[Data extract — start]

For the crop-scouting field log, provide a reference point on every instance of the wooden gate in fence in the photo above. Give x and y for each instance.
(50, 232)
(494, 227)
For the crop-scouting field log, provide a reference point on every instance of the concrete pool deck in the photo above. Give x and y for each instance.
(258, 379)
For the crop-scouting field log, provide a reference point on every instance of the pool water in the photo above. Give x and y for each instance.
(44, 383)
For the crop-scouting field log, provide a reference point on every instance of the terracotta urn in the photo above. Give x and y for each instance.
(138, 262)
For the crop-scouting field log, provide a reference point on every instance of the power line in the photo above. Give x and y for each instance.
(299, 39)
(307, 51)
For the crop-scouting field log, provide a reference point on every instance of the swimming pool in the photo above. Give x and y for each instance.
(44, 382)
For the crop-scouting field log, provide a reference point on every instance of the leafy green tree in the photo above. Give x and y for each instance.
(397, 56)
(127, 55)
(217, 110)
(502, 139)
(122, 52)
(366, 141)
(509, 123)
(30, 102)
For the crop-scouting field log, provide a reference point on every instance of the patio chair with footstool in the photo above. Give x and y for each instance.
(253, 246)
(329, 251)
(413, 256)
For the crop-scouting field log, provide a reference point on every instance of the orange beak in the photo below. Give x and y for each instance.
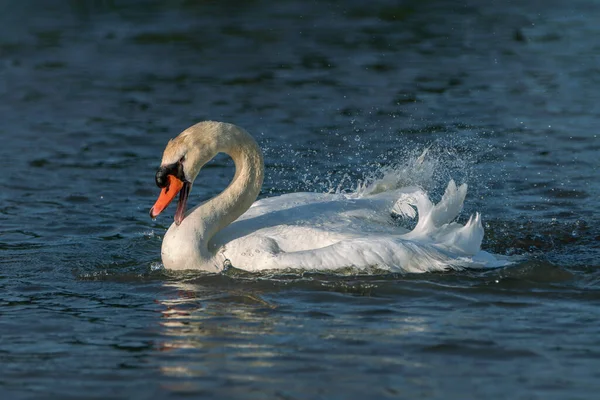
(167, 194)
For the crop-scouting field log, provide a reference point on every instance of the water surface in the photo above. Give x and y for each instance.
(506, 95)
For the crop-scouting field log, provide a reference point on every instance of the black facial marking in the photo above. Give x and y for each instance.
(175, 169)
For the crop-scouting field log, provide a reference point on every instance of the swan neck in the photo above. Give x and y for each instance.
(243, 190)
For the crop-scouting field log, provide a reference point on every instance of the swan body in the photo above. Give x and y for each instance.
(315, 231)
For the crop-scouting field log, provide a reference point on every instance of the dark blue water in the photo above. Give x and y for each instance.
(507, 94)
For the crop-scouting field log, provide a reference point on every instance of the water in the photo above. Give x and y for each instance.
(506, 95)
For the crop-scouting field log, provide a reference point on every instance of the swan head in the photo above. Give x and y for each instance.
(182, 160)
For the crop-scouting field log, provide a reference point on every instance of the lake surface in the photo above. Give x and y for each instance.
(506, 94)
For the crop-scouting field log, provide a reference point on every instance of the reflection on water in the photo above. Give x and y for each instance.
(504, 94)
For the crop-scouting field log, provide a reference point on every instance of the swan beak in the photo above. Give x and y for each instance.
(167, 194)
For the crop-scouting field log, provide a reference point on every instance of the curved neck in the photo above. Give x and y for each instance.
(215, 214)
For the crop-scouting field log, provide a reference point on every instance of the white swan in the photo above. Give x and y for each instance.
(303, 230)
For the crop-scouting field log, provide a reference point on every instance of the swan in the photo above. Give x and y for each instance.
(315, 231)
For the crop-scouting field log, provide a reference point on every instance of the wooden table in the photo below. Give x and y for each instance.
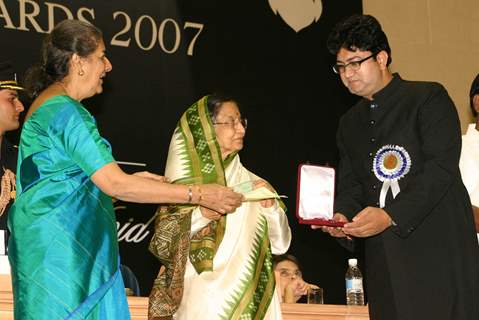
(139, 308)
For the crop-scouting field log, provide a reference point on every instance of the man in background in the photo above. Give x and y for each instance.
(469, 162)
(399, 188)
(10, 109)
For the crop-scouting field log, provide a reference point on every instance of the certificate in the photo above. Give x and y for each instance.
(315, 195)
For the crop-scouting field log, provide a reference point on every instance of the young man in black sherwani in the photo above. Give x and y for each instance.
(399, 187)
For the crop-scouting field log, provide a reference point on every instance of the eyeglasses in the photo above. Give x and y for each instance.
(354, 65)
(286, 273)
(234, 123)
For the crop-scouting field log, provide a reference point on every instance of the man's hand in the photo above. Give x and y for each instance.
(368, 222)
(476, 217)
(334, 231)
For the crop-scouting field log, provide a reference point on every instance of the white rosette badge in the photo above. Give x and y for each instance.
(390, 164)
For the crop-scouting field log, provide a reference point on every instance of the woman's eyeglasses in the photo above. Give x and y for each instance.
(234, 123)
(285, 273)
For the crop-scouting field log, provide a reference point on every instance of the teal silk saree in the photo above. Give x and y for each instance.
(63, 249)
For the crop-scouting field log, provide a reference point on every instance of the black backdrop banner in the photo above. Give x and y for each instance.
(269, 54)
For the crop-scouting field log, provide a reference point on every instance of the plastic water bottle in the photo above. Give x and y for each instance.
(354, 284)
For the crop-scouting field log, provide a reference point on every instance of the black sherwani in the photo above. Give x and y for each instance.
(426, 267)
(8, 160)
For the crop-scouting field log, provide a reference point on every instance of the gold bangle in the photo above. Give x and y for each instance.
(190, 193)
(199, 194)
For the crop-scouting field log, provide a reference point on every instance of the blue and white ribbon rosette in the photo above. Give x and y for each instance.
(390, 164)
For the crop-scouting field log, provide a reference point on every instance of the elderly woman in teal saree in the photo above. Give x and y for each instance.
(216, 266)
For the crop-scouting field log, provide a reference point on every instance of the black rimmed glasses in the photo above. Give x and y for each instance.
(234, 123)
(353, 65)
(287, 273)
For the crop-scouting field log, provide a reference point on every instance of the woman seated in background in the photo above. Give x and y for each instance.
(289, 278)
(216, 266)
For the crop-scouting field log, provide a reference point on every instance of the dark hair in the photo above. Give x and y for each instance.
(474, 90)
(66, 38)
(215, 101)
(359, 32)
(285, 257)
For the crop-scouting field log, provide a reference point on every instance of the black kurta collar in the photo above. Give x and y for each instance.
(373, 110)
(380, 96)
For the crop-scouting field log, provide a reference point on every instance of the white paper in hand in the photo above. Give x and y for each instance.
(316, 192)
(251, 194)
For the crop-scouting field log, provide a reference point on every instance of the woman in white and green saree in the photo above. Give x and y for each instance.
(216, 266)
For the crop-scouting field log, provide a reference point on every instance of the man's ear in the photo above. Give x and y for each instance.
(382, 58)
(475, 102)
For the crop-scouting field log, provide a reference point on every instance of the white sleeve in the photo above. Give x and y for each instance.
(468, 164)
(198, 222)
(278, 228)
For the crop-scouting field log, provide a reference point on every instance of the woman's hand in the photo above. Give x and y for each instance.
(210, 214)
(217, 198)
(267, 203)
(149, 175)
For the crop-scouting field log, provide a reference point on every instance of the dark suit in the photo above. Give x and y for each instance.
(426, 267)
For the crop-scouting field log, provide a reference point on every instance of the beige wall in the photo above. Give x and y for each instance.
(434, 40)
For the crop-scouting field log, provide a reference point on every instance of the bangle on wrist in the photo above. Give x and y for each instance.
(199, 194)
(190, 193)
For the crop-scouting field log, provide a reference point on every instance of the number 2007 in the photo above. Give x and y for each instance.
(157, 33)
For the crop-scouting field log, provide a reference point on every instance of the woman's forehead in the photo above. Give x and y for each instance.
(229, 108)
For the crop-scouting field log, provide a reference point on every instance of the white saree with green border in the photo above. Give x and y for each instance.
(214, 270)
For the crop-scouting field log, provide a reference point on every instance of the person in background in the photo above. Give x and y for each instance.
(216, 266)
(10, 109)
(289, 278)
(469, 162)
(63, 248)
(399, 189)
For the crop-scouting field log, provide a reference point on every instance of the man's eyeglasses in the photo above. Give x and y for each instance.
(353, 65)
(234, 123)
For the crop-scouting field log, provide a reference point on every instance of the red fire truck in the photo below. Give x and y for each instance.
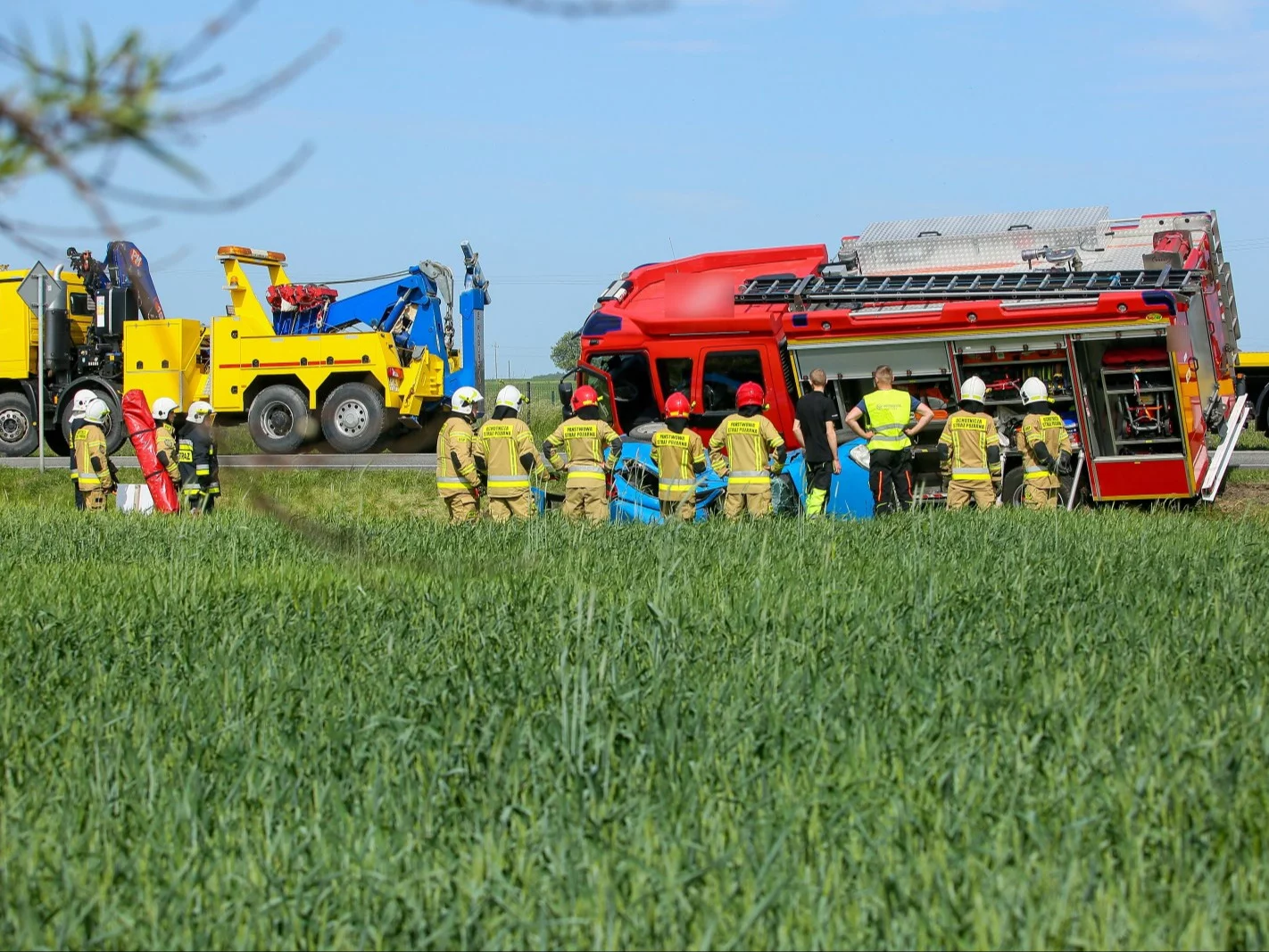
(1131, 323)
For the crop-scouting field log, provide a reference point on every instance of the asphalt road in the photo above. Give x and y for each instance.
(1242, 459)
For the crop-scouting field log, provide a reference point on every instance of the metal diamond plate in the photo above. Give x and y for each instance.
(995, 224)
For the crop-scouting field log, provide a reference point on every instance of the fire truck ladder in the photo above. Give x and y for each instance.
(992, 286)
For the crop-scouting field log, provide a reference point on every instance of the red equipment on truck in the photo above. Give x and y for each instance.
(1070, 296)
(140, 426)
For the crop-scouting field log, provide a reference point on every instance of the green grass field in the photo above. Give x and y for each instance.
(364, 729)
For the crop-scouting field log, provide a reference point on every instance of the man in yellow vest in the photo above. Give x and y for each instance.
(1045, 444)
(751, 442)
(92, 465)
(457, 480)
(586, 439)
(510, 459)
(970, 451)
(890, 439)
(679, 457)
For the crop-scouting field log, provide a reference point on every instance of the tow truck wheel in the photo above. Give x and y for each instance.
(352, 418)
(278, 419)
(18, 433)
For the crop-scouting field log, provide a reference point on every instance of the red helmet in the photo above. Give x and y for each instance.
(749, 395)
(585, 396)
(676, 405)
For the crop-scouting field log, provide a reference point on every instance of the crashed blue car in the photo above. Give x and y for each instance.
(634, 485)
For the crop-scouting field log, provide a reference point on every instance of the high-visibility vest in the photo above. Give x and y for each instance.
(889, 414)
(676, 456)
(456, 459)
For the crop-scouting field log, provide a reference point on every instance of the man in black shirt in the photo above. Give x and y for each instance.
(815, 430)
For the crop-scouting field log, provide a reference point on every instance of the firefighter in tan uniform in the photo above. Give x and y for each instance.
(970, 451)
(679, 456)
(92, 465)
(75, 420)
(457, 480)
(586, 438)
(1046, 447)
(751, 441)
(165, 438)
(505, 451)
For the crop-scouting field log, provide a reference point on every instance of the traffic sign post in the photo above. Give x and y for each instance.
(35, 291)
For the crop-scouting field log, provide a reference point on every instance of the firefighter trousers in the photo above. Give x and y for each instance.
(685, 508)
(818, 481)
(1040, 496)
(462, 507)
(981, 492)
(502, 508)
(890, 476)
(757, 504)
(585, 501)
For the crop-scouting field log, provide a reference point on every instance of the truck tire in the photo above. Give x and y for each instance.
(353, 418)
(18, 432)
(278, 419)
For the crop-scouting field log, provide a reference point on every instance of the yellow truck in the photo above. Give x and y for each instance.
(296, 365)
(1253, 372)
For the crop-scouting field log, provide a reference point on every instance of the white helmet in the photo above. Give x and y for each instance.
(466, 400)
(510, 396)
(96, 411)
(1034, 391)
(974, 389)
(162, 408)
(83, 398)
(199, 410)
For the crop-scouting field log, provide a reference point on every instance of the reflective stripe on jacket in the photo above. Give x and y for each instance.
(970, 438)
(584, 442)
(92, 468)
(502, 443)
(676, 456)
(889, 415)
(456, 459)
(749, 442)
(1049, 430)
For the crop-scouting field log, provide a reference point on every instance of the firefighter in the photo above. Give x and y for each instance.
(75, 419)
(510, 459)
(93, 470)
(195, 457)
(1045, 444)
(457, 479)
(751, 441)
(586, 439)
(890, 438)
(970, 451)
(679, 456)
(165, 438)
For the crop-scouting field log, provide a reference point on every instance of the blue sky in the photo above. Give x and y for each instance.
(571, 150)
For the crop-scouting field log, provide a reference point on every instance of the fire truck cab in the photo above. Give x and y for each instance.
(1131, 323)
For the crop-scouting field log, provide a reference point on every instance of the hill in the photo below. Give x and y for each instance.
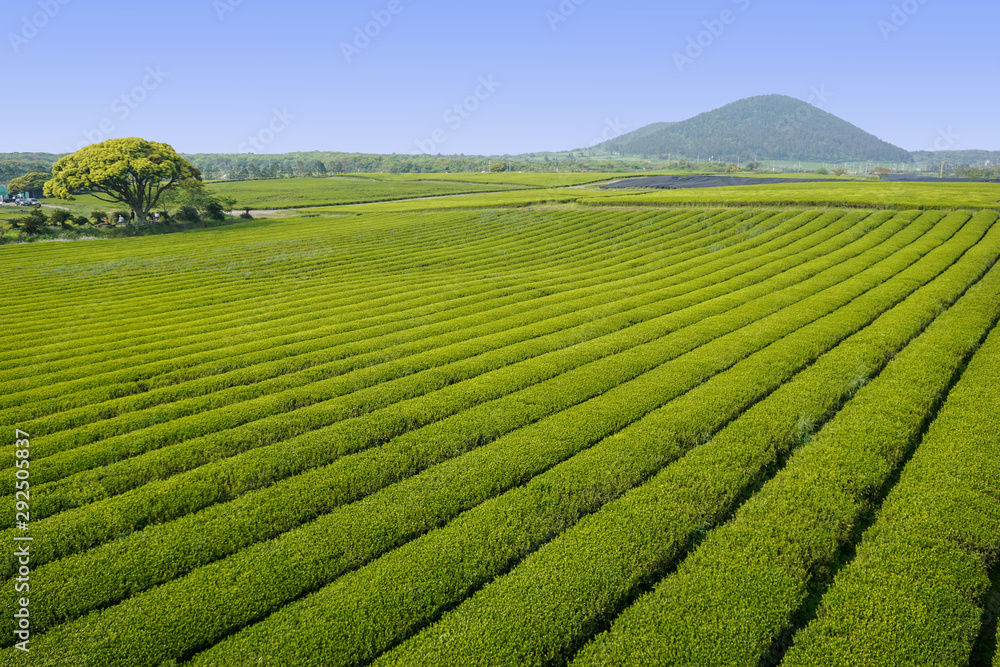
(764, 128)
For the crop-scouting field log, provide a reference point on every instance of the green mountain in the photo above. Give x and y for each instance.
(769, 127)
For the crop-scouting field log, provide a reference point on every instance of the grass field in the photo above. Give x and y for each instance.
(856, 194)
(483, 431)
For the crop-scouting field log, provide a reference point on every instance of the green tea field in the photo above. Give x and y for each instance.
(480, 431)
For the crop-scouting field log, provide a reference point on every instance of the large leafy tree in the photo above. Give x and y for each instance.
(133, 172)
(32, 183)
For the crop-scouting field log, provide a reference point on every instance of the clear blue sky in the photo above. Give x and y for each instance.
(207, 75)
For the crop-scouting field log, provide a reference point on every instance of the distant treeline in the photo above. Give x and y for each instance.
(242, 167)
(248, 166)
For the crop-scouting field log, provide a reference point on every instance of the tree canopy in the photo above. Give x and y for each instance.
(32, 183)
(132, 171)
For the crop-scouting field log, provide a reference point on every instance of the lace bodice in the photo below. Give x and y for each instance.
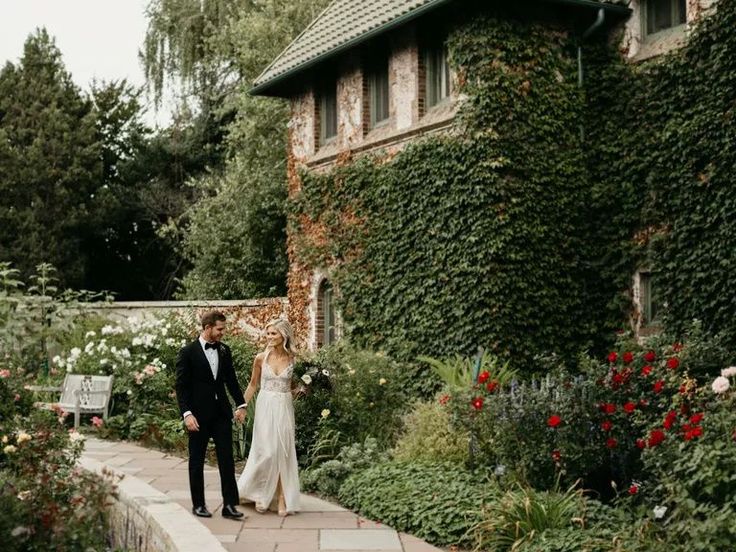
(271, 382)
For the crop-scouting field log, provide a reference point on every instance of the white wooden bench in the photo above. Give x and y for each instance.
(82, 395)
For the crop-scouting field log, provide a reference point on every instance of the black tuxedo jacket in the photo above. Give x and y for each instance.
(198, 391)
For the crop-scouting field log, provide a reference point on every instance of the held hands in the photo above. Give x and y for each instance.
(191, 423)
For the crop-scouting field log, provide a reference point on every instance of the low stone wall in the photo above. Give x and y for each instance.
(143, 519)
(247, 316)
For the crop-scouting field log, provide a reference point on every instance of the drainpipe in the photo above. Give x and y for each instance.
(600, 18)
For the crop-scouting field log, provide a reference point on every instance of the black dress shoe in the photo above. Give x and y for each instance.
(201, 511)
(231, 512)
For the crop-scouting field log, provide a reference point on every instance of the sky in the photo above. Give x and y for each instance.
(97, 38)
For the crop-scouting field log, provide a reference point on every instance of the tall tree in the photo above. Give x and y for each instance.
(50, 160)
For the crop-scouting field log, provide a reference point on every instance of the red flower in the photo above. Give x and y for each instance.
(608, 408)
(670, 419)
(656, 437)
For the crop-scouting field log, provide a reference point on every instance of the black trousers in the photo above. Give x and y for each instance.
(220, 431)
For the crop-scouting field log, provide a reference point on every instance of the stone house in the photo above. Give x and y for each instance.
(371, 75)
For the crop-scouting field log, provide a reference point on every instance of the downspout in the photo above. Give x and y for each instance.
(600, 18)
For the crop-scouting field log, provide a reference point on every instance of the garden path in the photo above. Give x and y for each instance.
(320, 526)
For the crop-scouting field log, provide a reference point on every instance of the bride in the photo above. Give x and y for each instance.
(271, 469)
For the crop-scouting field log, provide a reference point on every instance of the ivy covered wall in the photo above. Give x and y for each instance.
(520, 230)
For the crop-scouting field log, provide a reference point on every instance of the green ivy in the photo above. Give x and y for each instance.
(475, 237)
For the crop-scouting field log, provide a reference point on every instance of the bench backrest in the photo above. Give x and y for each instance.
(86, 384)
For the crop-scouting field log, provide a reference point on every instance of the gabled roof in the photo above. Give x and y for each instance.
(346, 23)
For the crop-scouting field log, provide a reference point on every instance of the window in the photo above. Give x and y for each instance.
(326, 315)
(328, 113)
(437, 74)
(377, 79)
(664, 14)
(647, 299)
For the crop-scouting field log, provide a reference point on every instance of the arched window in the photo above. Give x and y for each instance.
(326, 323)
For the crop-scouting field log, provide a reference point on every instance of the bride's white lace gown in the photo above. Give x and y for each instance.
(273, 450)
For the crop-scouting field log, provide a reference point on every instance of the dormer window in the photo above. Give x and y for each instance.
(660, 15)
(437, 74)
(376, 75)
(327, 112)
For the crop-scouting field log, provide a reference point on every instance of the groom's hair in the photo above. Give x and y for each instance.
(210, 318)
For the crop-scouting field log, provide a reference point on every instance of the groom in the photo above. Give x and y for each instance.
(204, 368)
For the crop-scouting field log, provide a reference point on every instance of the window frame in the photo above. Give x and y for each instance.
(674, 12)
(327, 96)
(437, 83)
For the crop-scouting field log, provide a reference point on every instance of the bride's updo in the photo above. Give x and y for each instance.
(287, 332)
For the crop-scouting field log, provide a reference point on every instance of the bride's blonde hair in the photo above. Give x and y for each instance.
(287, 332)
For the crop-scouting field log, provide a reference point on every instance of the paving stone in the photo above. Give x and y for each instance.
(359, 539)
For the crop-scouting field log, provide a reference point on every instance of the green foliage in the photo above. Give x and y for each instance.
(50, 162)
(522, 516)
(661, 171)
(48, 502)
(433, 501)
(328, 476)
(428, 436)
(475, 237)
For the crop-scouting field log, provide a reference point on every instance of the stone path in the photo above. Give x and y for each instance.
(320, 526)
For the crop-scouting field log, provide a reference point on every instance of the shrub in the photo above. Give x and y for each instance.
(438, 502)
(428, 436)
(328, 476)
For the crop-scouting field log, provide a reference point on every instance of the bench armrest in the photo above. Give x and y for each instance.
(42, 388)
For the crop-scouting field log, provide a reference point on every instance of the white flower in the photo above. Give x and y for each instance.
(720, 385)
(75, 436)
(729, 372)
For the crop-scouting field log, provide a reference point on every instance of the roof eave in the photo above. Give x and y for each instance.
(264, 88)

[Data extract — finish]

Write out word for word every line from the one containing "of the roof" through the last line of the data, and no other line.

For the crop-scouting field log, provide a reference point on every instance of the roof eave in the photo above. Give x and y for each instance.
(264, 88)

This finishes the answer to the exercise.